*** SUPPLIED DATA Section Begins ***
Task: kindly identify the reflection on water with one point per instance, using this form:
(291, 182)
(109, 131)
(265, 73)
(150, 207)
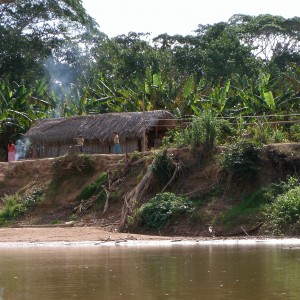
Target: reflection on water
(162, 272)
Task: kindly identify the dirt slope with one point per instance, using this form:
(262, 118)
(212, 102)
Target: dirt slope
(200, 175)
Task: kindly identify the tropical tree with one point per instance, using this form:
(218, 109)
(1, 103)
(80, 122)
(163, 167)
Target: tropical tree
(19, 107)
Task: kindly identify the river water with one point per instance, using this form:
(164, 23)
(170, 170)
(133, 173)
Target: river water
(242, 271)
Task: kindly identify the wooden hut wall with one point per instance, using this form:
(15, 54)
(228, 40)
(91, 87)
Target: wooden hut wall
(38, 150)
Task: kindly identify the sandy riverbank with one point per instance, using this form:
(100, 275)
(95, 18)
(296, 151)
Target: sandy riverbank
(94, 235)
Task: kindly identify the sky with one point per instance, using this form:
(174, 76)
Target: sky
(117, 17)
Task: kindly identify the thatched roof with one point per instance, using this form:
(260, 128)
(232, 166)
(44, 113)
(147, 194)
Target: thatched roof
(100, 127)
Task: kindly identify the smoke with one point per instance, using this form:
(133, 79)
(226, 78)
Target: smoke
(22, 146)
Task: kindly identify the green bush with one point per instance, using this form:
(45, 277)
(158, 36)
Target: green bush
(284, 212)
(253, 207)
(241, 157)
(16, 205)
(295, 132)
(163, 166)
(93, 188)
(162, 210)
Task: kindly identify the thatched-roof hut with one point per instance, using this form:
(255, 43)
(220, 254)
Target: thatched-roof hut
(53, 137)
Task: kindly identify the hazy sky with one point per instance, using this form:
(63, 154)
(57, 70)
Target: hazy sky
(177, 17)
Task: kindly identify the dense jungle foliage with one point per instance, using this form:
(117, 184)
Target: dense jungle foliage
(55, 61)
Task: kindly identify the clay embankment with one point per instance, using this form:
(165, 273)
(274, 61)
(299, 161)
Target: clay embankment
(277, 161)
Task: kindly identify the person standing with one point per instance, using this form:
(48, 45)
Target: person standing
(117, 146)
(11, 151)
(80, 142)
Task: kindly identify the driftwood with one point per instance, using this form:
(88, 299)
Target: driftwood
(242, 232)
(134, 197)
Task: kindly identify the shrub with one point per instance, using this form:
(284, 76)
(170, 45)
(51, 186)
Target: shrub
(295, 132)
(16, 205)
(93, 188)
(162, 210)
(284, 212)
(241, 157)
(163, 166)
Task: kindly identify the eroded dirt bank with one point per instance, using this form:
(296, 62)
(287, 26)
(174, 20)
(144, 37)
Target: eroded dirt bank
(200, 176)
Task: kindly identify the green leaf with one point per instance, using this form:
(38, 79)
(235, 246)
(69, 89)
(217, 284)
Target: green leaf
(188, 87)
(269, 99)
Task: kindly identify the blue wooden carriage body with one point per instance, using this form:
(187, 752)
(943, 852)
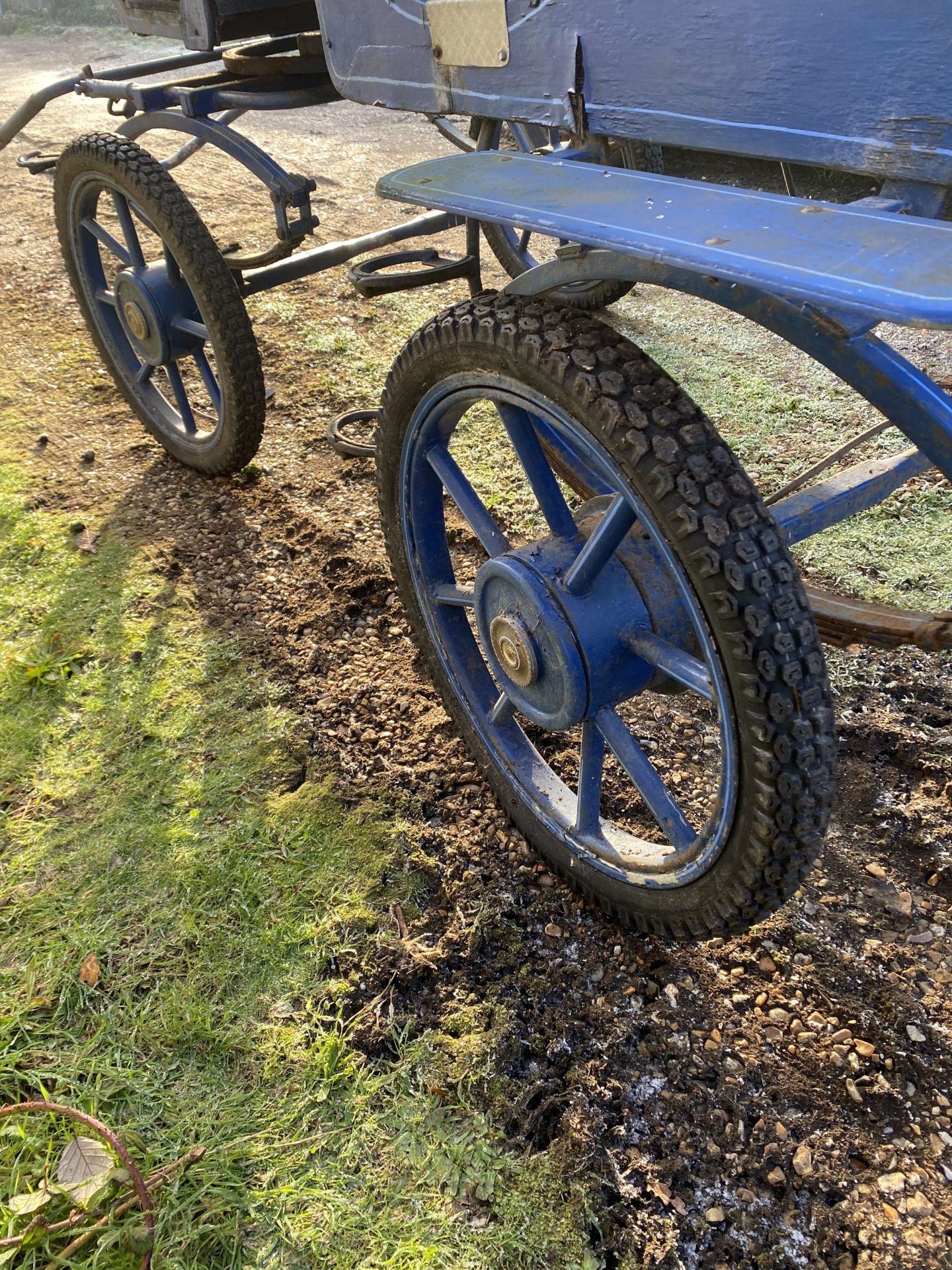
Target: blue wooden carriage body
(863, 85)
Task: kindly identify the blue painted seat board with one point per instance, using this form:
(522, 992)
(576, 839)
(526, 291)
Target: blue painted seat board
(895, 269)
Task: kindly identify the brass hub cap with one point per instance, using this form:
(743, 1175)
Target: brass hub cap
(135, 319)
(513, 646)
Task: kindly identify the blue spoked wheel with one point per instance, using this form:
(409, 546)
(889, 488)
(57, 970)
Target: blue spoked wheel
(160, 304)
(610, 614)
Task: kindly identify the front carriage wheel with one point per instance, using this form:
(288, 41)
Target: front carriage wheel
(634, 666)
(160, 302)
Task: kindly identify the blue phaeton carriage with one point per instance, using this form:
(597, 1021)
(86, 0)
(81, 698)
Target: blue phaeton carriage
(636, 665)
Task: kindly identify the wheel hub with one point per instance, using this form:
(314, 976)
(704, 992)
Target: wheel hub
(135, 319)
(560, 658)
(149, 308)
(513, 646)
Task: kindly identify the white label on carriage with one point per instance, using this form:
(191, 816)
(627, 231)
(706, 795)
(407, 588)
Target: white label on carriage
(469, 32)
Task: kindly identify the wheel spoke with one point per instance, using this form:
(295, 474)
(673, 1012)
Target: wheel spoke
(208, 379)
(532, 456)
(172, 266)
(128, 229)
(681, 666)
(190, 328)
(178, 388)
(503, 712)
(647, 780)
(601, 546)
(106, 239)
(446, 593)
(590, 766)
(467, 501)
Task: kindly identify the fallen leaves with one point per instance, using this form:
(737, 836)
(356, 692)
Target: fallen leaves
(668, 1198)
(87, 540)
(85, 1170)
(89, 970)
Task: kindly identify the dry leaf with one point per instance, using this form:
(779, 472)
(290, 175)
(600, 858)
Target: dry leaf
(85, 1170)
(81, 1160)
(89, 969)
(662, 1191)
(87, 540)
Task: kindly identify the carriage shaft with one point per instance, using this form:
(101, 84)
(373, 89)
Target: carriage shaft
(34, 103)
(331, 254)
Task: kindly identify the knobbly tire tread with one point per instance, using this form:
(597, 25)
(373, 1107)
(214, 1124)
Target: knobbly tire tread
(730, 549)
(212, 282)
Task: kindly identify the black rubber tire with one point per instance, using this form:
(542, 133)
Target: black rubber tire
(172, 216)
(733, 556)
(641, 157)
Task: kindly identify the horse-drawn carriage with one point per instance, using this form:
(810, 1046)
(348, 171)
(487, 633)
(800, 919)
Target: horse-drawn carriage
(636, 665)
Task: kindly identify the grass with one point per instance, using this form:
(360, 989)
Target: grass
(154, 816)
(782, 412)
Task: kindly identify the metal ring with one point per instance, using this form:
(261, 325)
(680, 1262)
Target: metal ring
(342, 444)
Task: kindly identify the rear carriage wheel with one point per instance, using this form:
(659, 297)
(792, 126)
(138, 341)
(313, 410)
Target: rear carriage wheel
(637, 672)
(160, 302)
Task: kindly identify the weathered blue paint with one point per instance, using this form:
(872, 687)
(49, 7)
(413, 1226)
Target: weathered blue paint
(859, 84)
(34, 103)
(858, 488)
(592, 647)
(896, 269)
(290, 193)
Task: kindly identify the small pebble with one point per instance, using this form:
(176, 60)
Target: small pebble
(803, 1161)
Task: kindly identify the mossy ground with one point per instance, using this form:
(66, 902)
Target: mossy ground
(155, 814)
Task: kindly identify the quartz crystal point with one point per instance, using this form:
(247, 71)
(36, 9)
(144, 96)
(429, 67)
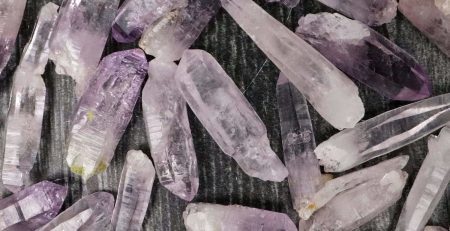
*** SUPPLIED DATA Section Ends ***
**EXERCISE BRIEF**
Your answer must be exactly the lines from the one with "Target: metal ring" through the final line of the data, with no pictures in it.

**TASK RESULT**
Target: metal ring
(342, 444)
Task: kindly identify the rear carriage wheel with one point per instance, using this form:
(659, 297)
(792, 126)
(138, 341)
(313, 410)
Target: rear carriage wheel
(637, 672)
(160, 302)
Task: kindly identify the weathered blue paint with one point per instance, using this form:
(872, 687)
(49, 7)
(413, 1226)
Target: weathered blue paint
(859, 84)
(34, 103)
(858, 488)
(592, 647)
(896, 269)
(290, 193)
Task: kindly identify the small pebble with one point per instance, using this form:
(176, 60)
Target: small pebble
(803, 1161)
Task: kindly identify the mossy ground with one point per instance, using this form:
(66, 902)
Target: mossy ground
(155, 814)
Task: kindly identify the quartz crystal point with one point per instance, using this form:
(247, 71)
(36, 9)
(144, 96)
(429, 67)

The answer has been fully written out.